Among the lines below, copy exactly those from the one with "the green hillside" through the one with "The component shall identify every instance of the z71", counting both ends.

******************************

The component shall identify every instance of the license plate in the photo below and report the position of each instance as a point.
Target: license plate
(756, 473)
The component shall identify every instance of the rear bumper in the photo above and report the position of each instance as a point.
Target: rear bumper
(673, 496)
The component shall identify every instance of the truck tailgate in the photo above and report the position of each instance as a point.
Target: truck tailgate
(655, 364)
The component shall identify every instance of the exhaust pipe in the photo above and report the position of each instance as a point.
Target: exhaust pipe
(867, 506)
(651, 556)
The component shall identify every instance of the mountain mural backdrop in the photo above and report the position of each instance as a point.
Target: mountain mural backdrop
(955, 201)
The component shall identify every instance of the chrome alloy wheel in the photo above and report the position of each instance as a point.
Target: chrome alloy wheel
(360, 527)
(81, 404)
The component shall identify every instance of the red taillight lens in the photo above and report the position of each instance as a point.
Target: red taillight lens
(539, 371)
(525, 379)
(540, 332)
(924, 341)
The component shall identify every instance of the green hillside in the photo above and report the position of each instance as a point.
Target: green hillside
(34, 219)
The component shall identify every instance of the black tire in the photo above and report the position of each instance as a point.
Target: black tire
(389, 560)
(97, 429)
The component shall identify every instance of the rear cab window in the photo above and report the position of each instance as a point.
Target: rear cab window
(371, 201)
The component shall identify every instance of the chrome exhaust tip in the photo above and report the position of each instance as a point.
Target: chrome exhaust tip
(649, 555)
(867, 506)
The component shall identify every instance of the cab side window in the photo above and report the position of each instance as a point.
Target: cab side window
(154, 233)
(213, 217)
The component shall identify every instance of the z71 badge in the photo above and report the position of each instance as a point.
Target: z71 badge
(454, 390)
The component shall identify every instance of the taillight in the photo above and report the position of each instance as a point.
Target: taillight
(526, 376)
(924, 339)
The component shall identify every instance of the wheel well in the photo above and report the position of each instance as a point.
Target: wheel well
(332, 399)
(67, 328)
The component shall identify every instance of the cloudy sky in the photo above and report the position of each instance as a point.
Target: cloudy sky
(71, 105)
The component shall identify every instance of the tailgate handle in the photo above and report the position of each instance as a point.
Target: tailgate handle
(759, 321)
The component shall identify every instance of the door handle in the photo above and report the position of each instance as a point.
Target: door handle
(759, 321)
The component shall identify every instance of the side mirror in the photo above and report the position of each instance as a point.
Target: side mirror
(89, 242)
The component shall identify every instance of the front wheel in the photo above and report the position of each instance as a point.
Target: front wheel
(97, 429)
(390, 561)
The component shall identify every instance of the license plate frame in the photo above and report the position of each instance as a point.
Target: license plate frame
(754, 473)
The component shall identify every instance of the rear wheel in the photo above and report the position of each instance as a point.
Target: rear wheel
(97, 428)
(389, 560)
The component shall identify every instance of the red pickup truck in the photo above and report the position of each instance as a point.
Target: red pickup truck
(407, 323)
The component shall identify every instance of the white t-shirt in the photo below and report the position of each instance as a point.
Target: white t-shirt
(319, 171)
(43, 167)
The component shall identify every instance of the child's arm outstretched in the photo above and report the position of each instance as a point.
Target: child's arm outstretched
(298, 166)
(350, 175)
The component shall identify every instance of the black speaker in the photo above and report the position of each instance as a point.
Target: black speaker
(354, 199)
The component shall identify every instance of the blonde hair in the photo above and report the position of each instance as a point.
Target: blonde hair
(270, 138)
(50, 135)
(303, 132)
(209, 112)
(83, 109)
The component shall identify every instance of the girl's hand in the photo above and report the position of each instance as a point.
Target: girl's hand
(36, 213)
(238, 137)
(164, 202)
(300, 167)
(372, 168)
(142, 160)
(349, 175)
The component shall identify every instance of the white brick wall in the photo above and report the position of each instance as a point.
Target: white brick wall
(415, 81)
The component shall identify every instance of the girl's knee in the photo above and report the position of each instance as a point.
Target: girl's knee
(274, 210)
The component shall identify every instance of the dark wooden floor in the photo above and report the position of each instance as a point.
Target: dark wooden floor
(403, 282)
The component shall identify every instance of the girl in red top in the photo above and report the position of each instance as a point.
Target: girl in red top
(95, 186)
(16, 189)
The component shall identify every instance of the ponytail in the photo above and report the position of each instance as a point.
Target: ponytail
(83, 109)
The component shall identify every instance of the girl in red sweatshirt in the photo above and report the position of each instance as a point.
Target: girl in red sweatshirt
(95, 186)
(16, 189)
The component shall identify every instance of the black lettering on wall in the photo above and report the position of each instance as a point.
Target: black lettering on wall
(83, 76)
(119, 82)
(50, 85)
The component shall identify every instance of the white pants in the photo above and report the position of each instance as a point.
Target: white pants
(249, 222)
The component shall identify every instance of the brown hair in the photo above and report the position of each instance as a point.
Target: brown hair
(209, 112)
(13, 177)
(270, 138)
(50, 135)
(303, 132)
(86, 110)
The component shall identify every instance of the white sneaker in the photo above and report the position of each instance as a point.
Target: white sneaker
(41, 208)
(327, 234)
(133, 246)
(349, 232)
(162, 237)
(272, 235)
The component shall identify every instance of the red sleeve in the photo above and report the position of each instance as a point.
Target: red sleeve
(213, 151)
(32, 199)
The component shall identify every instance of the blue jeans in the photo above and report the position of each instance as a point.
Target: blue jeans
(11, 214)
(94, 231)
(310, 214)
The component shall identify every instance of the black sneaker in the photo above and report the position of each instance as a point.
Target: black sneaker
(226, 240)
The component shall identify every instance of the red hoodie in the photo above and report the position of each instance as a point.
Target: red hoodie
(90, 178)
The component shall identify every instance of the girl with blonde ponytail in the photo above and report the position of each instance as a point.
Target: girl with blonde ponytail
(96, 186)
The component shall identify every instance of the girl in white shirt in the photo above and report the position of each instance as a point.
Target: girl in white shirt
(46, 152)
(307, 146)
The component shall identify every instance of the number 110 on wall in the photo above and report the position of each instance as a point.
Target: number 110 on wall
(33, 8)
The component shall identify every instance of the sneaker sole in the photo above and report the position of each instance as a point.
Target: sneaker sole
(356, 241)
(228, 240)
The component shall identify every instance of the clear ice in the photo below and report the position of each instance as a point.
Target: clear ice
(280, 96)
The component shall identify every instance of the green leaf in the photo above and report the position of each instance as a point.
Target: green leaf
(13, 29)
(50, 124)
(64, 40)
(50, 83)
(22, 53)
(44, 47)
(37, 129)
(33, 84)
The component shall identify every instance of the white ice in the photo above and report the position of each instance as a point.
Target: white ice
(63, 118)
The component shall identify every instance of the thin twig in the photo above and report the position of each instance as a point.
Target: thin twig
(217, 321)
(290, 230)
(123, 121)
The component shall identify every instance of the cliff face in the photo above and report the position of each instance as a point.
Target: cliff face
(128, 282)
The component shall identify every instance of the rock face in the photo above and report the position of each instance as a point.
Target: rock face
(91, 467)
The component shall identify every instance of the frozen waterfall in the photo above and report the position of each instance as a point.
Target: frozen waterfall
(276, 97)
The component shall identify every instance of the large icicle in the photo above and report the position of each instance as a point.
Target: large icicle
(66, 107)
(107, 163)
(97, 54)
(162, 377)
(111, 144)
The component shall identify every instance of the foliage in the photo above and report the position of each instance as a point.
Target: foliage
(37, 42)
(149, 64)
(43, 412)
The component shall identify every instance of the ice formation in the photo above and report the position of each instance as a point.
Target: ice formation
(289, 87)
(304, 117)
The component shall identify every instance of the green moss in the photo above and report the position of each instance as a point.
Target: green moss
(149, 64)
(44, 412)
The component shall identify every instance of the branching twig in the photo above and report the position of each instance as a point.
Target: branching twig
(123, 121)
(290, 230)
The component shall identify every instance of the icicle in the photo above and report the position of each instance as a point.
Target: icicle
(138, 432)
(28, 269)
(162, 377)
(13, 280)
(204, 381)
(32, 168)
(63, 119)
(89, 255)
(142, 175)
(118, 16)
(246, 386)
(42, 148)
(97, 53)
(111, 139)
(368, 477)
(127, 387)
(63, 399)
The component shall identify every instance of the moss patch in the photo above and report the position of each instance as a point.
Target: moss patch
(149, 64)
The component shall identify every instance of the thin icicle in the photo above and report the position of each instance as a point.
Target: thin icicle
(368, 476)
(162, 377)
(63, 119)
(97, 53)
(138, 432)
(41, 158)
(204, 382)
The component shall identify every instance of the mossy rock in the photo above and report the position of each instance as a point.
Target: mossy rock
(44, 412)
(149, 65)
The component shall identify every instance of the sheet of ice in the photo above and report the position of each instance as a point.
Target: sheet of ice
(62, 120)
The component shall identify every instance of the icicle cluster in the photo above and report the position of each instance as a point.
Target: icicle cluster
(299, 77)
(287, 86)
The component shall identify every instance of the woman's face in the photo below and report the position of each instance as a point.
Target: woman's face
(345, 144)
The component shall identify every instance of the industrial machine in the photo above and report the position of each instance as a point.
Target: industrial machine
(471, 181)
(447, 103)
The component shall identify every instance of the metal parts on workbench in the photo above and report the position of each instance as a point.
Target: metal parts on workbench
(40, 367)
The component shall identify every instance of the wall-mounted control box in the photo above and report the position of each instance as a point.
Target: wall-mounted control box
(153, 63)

******************************

▶ [RESULT OF THIS EXERCISE]:
The component shall identify every instance of the green hillside in the photo above and report the position of each instance as a point.
Target: green hillside
(34, 219)
The component shall identify every instance of the black tire in the photo above and report the position of each instance as a point.
Target: black tire
(389, 560)
(97, 429)
The component shall identify every instance of the rear cab window in the photo above and report the position of each instance as a point.
Target: rear cab window
(371, 201)
The component shall identify every instance of the chrome exhaust tip in the photo above and report the position of each instance as a point.
Target: chrome exhaust tip
(649, 555)
(867, 506)
The component shall identify every instance of the cab side window in the photo above and report the position of each instance as a point.
Target: cab side window
(154, 233)
(213, 217)
The component shall identify every instance of the z71 badge in the photo above and report the position of each instance as a point.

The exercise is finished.